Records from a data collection
━━━━━━━━━━━━━━━━━━━━━━━━━━━━━━

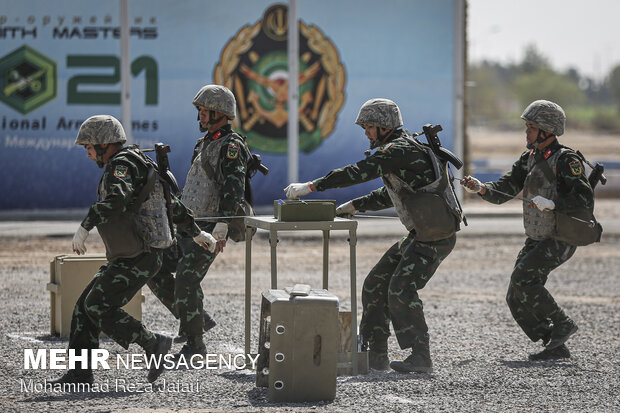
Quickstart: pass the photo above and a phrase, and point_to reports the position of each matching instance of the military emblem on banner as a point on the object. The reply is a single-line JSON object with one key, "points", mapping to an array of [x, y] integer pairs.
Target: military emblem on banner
{"points": [[27, 79], [254, 65]]}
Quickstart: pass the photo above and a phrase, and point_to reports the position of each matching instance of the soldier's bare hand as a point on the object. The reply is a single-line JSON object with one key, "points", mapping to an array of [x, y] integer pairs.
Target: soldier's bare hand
{"points": [[219, 247]]}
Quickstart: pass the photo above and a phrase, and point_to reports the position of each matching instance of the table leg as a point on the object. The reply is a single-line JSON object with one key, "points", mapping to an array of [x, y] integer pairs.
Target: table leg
{"points": [[352, 244], [325, 258], [273, 242], [248, 286]]}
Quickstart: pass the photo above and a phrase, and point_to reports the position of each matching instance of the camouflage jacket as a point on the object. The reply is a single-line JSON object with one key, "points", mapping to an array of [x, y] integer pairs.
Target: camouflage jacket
{"points": [[122, 181], [233, 163], [574, 190], [397, 155]]}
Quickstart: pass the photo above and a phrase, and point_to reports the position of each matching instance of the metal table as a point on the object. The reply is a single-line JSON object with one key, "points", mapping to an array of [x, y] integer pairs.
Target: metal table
{"points": [[272, 225]]}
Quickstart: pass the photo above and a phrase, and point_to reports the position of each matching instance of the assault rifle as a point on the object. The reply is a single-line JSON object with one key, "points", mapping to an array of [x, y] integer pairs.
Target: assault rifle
{"points": [[442, 153], [168, 181], [596, 175], [254, 164]]}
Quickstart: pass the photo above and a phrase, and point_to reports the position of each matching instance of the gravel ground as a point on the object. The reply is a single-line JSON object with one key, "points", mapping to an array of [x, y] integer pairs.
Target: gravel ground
{"points": [[479, 353]]}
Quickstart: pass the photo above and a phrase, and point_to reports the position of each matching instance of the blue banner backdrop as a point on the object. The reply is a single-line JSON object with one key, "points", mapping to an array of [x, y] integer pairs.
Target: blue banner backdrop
{"points": [[58, 68]]}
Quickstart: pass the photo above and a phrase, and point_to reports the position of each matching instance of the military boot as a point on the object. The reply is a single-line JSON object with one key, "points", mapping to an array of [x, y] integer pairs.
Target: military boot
{"points": [[419, 361], [562, 332], [194, 346], [377, 355], [209, 323], [155, 352], [74, 376], [557, 353]]}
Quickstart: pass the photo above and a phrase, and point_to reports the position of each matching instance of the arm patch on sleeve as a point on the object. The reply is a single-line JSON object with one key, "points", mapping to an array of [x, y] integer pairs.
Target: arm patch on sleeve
{"points": [[120, 171], [232, 152], [575, 167], [385, 147]]}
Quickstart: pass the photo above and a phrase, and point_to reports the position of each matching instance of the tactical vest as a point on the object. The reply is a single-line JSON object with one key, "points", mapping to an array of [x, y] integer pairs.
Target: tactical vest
{"points": [[539, 224], [144, 223], [432, 210], [561, 226], [202, 191], [202, 188]]}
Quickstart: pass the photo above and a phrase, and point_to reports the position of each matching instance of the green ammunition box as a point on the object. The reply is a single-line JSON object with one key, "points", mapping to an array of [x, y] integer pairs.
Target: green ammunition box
{"points": [[310, 210]]}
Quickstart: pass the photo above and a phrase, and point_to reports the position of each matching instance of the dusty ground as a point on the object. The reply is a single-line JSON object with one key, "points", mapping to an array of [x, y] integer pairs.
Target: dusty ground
{"points": [[479, 353]]}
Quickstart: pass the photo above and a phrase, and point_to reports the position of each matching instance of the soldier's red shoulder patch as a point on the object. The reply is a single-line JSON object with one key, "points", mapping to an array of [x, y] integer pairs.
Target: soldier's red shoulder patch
{"points": [[232, 152], [575, 167], [120, 171], [384, 147]]}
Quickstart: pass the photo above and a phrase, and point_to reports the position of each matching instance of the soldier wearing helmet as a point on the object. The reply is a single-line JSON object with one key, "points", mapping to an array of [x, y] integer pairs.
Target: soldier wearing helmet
{"points": [[554, 183], [215, 187], [410, 172], [131, 219]]}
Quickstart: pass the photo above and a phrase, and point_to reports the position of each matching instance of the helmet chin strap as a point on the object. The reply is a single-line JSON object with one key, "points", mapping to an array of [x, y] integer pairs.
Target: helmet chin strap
{"points": [[100, 151], [542, 136], [212, 121], [381, 138]]}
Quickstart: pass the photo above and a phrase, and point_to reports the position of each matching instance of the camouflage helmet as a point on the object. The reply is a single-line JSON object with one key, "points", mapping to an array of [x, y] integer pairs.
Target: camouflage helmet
{"points": [[382, 113], [100, 129], [218, 98], [546, 115]]}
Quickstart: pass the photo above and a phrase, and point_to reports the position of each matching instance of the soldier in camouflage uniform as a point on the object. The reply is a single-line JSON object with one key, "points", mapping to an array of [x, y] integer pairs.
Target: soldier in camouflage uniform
{"points": [[410, 172], [214, 187], [131, 219], [552, 179]]}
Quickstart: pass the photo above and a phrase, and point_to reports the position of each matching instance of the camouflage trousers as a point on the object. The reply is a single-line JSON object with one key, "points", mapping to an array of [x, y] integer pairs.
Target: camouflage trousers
{"points": [[390, 291], [99, 306], [531, 305], [182, 294]]}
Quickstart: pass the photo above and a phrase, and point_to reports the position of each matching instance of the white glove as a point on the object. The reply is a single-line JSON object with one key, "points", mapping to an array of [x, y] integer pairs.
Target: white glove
{"points": [[294, 191], [472, 185], [543, 203], [346, 210], [220, 231], [78, 241], [205, 240]]}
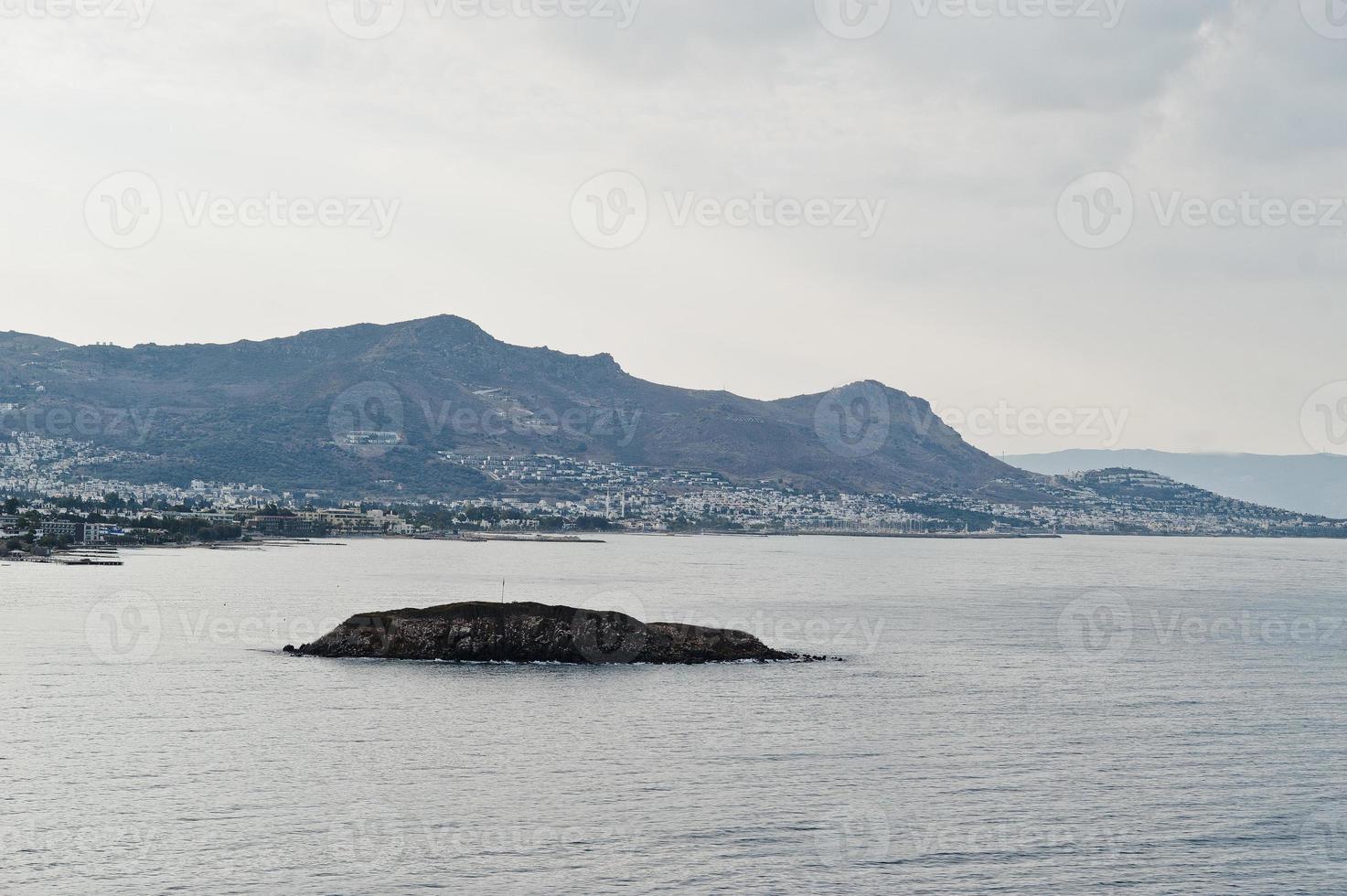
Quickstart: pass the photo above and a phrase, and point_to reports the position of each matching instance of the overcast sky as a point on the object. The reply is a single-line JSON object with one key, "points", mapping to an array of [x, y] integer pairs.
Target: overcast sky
{"points": [[769, 196]]}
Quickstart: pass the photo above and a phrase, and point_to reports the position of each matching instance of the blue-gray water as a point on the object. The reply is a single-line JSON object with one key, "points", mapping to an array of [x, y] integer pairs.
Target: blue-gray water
{"points": [[1132, 716]]}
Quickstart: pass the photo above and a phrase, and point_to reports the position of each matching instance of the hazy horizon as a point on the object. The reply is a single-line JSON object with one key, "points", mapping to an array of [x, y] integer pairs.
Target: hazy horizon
{"points": [[759, 196]]}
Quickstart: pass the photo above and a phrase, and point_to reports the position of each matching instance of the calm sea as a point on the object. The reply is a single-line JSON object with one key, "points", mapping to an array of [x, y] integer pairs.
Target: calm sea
{"points": [[1132, 716]]}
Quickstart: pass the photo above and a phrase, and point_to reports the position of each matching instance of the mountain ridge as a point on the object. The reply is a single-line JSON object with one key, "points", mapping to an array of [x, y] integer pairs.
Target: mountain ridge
{"points": [[298, 410], [1306, 483]]}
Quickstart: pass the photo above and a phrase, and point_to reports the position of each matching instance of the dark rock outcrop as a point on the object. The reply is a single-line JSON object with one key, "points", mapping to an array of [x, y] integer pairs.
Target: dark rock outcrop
{"points": [[532, 634]]}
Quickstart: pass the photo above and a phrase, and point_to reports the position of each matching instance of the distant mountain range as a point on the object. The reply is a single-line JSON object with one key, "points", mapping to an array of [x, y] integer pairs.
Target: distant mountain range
{"points": [[370, 409], [1306, 483]]}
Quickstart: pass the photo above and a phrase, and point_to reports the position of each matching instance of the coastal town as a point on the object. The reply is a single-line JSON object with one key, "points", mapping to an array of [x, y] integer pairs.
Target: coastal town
{"points": [[48, 507]]}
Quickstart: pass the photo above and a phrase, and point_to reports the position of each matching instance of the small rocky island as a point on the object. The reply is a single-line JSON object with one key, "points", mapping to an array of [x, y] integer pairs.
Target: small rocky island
{"points": [[486, 632]]}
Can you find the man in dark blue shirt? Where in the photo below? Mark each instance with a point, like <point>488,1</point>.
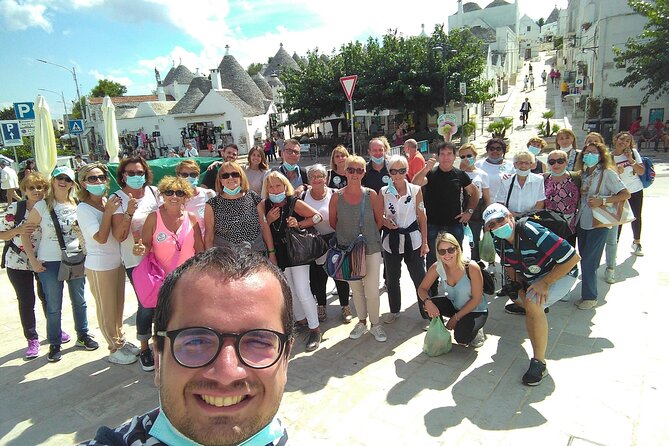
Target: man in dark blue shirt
<point>541,265</point>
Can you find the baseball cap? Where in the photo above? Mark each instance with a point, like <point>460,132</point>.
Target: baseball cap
<point>63,170</point>
<point>493,212</point>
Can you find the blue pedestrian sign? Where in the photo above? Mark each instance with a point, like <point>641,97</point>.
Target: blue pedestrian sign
<point>76,126</point>
<point>11,133</point>
<point>24,110</point>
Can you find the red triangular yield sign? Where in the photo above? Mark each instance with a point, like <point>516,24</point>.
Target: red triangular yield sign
<point>348,83</point>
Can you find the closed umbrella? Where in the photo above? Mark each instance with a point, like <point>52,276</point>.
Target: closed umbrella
<point>45,141</point>
<point>111,132</point>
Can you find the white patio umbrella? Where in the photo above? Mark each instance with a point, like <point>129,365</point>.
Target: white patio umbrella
<point>111,132</point>
<point>45,141</point>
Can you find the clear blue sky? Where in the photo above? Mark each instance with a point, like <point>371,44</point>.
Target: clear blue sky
<point>123,40</point>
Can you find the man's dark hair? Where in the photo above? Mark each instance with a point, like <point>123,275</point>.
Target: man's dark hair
<point>499,141</point>
<point>231,264</point>
<point>447,145</point>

━━━━━━━━━━━━━━━━━━━━━━━━━━━━━━

DO THIS: Repeat the lines from the one containing "Can you find the man's" through the end of the records, swapping "dark hair" for "black hair" and keeping everything else the same.

RESPONSE TO THIS TASK:
Can you find the man's black hair? Where in the photo above? Mark each instance with a point, like <point>123,275</point>.
Target: man's black hair
<point>499,141</point>
<point>231,264</point>
<point>447,145</point>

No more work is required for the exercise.